=== TO BE DONE ===
Retype each entry below exactly as it stands.

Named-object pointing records
____

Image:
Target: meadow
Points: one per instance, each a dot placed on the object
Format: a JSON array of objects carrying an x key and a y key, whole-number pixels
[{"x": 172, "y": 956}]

____

=== ANSWER TO THE EXERCISE ===
Image:
Target: meadow
Points: one per instance, each a dot placed on the object
Format: a JSON array of objects carrying an x key and a y key, whole-number pixels
[{"x": 172, "y": 956}]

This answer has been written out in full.